Directions
Could you print out every entry, character for character?

Exercise data
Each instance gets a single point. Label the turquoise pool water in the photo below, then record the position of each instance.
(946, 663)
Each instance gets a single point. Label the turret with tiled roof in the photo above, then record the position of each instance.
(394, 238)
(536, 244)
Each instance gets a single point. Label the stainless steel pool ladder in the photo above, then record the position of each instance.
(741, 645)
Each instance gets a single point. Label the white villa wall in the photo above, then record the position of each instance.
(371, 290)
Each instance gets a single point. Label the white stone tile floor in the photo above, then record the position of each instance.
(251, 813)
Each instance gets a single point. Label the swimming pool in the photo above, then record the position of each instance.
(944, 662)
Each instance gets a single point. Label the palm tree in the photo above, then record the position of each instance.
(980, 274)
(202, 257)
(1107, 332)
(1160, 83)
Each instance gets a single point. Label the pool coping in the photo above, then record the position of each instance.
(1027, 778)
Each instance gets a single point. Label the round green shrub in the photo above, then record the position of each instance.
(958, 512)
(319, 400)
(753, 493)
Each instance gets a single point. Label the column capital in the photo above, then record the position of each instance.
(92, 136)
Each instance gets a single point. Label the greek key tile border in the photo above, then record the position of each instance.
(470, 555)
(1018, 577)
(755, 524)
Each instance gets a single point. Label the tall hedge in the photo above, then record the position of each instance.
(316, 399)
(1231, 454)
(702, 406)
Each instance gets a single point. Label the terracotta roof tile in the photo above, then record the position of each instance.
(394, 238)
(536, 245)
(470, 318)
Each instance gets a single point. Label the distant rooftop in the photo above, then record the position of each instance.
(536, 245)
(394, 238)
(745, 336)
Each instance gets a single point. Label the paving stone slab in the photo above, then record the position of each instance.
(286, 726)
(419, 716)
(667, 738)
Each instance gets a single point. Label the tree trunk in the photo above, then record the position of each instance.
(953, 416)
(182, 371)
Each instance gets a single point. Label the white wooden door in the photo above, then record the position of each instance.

Solution below
Each instance gets a single point. Label the turquoise pool water in the photo below, then record the position of each instance.
(946, 663)
Each instance gets a single point. Label the turret with tiled roof in the photo above, then record the position of each instance.
(394, 238)
(536, 244)
Each instance gets a single point. Label the stainless steel pool ladder in the photo above, then record the position of each instance.
(741, 645)
Each instance gets a single point. Label the white villa wall in the photo above, then record the position of each instance.
(371, 290)
Each instance gets a single point. Label the white stone tile floor in the photo above, then record the position of each instance.
(251, 813)
Each instance gets a single point. Label the swimming pool in the photo above, then record the position of each instance.
(944, 662)
Each instance gets a single point. Label the palm tree in the photo above, then record the position of each instance.
(980, 274)
(202, 257)
(1107, 332)
(1160, 83)
Each instance gets a single point. Label the pool coping in the photo above, then record the position of each instance.
(1027, 778)
Each instance gets a single point. Label the round green shrub in the photo above, then record the position of each instance.
(958, 512)
(319, 400)
(753, 493)
Each instance gets a single point. Label the column capital in the photo above, then record the position of each instance.
(92, 136)
Each instance gets a single point. Label the greek key tile border in the photo above, then record the position of each instance.
(470, 555)
(1018, 577)
(755, 524)
Each instance gets a single point. Label the tall hedge in the photo above, then record the position of each instance.
(316, 399)
(1231, 454)
(702, 406)
Each instance gets a single point. Label the terracotta roof tile in the photo above, then record the position of each instance.
(394, 238)
(536, 245)
(470, 318)
Each instance gets a single point. Label the distant rooftop in the photo above, then record the position of each instance.
(536, 245)
(394, 238)
(745, 336)
Each instance gets a single point. Label the paving stone slab in the photo above, then record the position of each instance.
(286, 726)
(419, 716)
(667, 738)
Each instance gets a single point. Label the tree trunk in the photo above, then record the position of each instance.
(953, 416)
(182, 371)
Each instance gets a single point. Label the white wooden door in the photo above, then record the position of each instance.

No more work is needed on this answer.